◆ Request ◆
Return the entries below verbatim. Pictures stay out.

◆ Source records ◆

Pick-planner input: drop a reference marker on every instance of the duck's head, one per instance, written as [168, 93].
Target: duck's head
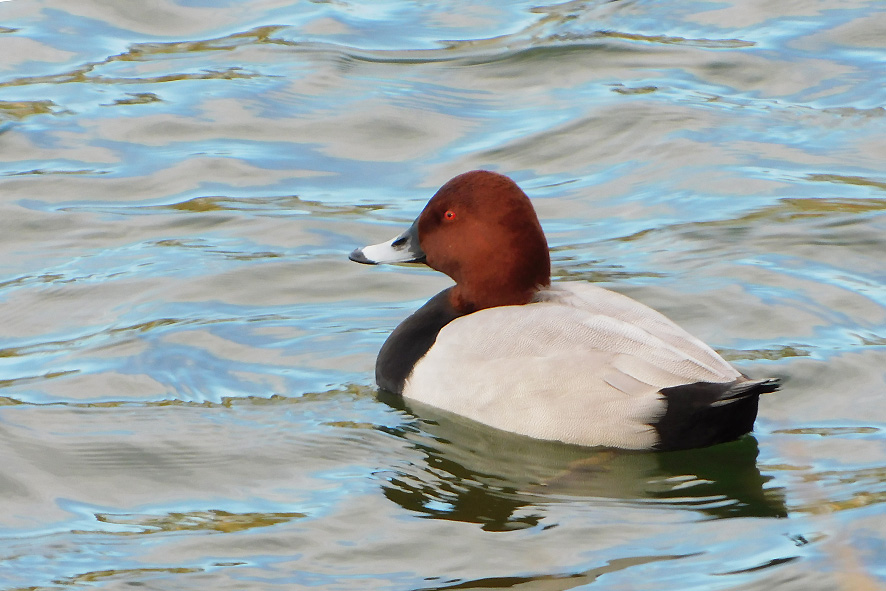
[480, 229]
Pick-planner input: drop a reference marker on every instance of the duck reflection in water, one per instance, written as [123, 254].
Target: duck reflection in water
[502, 481]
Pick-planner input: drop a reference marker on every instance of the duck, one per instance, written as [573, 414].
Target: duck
[566, 361]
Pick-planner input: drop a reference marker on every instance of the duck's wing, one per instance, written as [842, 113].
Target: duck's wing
[591, 375]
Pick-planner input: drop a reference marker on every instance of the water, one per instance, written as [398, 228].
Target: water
[186, 354]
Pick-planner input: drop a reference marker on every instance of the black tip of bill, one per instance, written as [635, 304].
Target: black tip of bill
[358, 257]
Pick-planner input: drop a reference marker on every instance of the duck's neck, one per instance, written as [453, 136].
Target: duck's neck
[514, 287]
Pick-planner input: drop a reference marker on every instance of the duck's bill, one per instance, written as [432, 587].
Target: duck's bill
[402, 249]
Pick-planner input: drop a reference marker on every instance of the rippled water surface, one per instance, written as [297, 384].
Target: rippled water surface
[186, 354]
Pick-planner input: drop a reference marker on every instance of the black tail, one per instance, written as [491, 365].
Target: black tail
[706, 413]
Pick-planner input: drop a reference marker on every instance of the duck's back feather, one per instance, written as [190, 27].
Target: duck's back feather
[582, 365]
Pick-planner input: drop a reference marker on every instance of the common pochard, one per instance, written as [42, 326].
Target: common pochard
[568, 361]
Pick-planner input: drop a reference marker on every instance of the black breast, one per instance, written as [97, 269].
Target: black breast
[411, 340]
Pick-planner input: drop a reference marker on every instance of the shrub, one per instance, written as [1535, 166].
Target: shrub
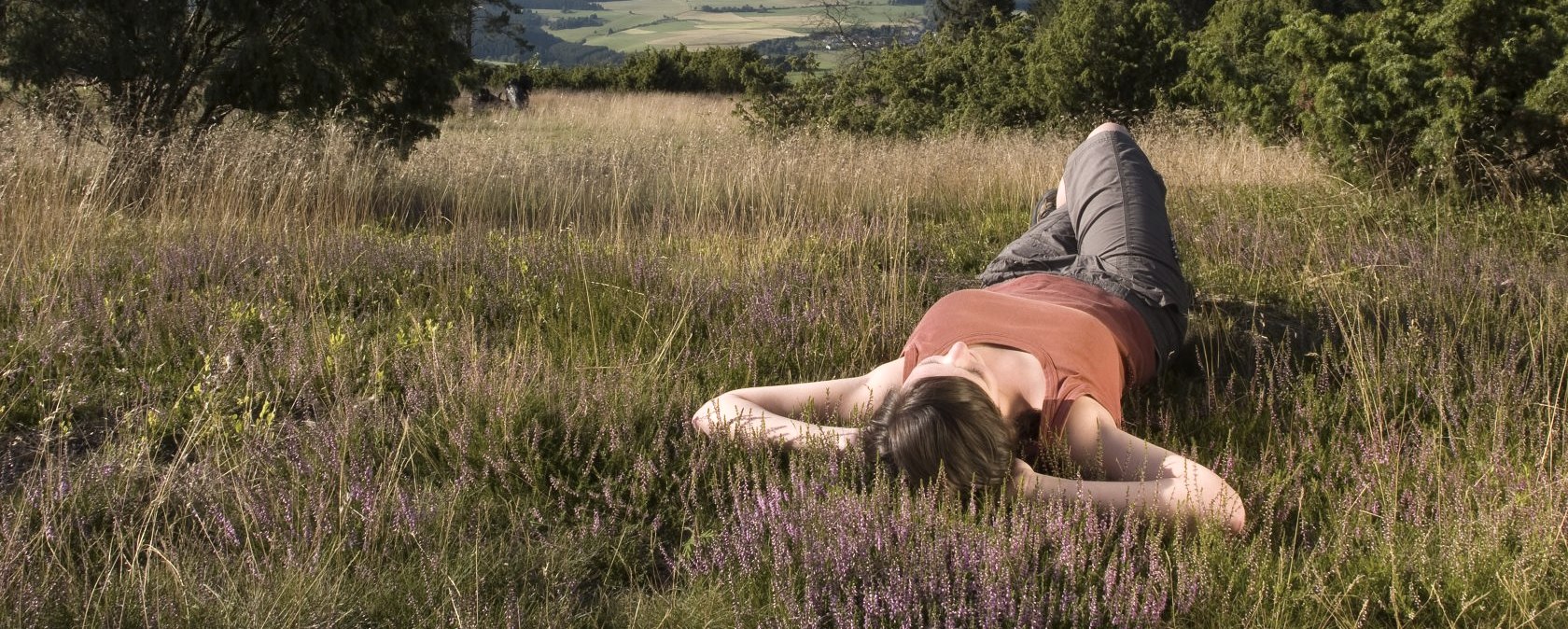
[723, 69]
[1107, 59]
[1455, 93]
[949, 80]
[1079, 62]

◆ Solution to this task ◆
Pick-planner input: drop a reference marker on every instance of the duck's head, one per instance, written as [168, 93].
Target: duck's head
[480, 229]
Pick-planner input: drop a reference marker on every instance of the duck reflection in water, one per instance, written as [123, 254].
Target: duck reflection in water
[502, 481]
Pick-planner input: drop a reference marker on every instance of the duck, one per instance, written as [573, 414].
Target: duck
[566, 361]
Pick-planner input: drop a reference marker on every instance of the duck's wing, one per instance, written as [842, 113].
Target: duck's wing
[591, 375]
Pick-planner input: drop a reference marker on every instance of the water, one per instance, written as [398, 228].
Target: water
[186, 354]
Pick-planner input: drop a reference marker on every instance of the black tip of bill, one per instance, written as [635, 304].
Target: black tip of bill
[358, 257]
Pick-planner input: drop a reference marker on every instance of the duck's neck, one per instance, written as [453, 136].
Target: duck's neck
[514, 287]
Pick-planner input: drop a reference marker on every instance of the duck's bill, one per instance, written as [432, 587].
Target: duck's bill
[402, 249]
Pick-planner input: drop a reference marker on every instance of the rippled water surface, one per instance, written as [297, 384].
Target: rippled water surface
[186, 354]
Pick-planner input: drop a reference marker on every instance of the black tail, one per instance, written as [491, 365].
Target: black tail
[706, 413]
Pick-planner input: drop a reference marker on every instance of the duck's back feather, one per instance, written as [190, 27].
Target: duck's back feather
[582, 365]
Pick-planner input: drop a reference marker on every instance of the common pochard, one per instance, written as [42, 326].
Target: common pochard
[568, 361]
Pick-planner input: drop a reference marker on every instance of the black breast, one per instance, written as [97, 269].
Target: black breast
[411, 340]
Pick-planner input: drop a reference marker on every instance of the shrub, one per instance, written as [1535, 166].
Target: shrub
[723, 69]
[1107, 59]
[1455, 93]
[949, 80]
[1079, 62]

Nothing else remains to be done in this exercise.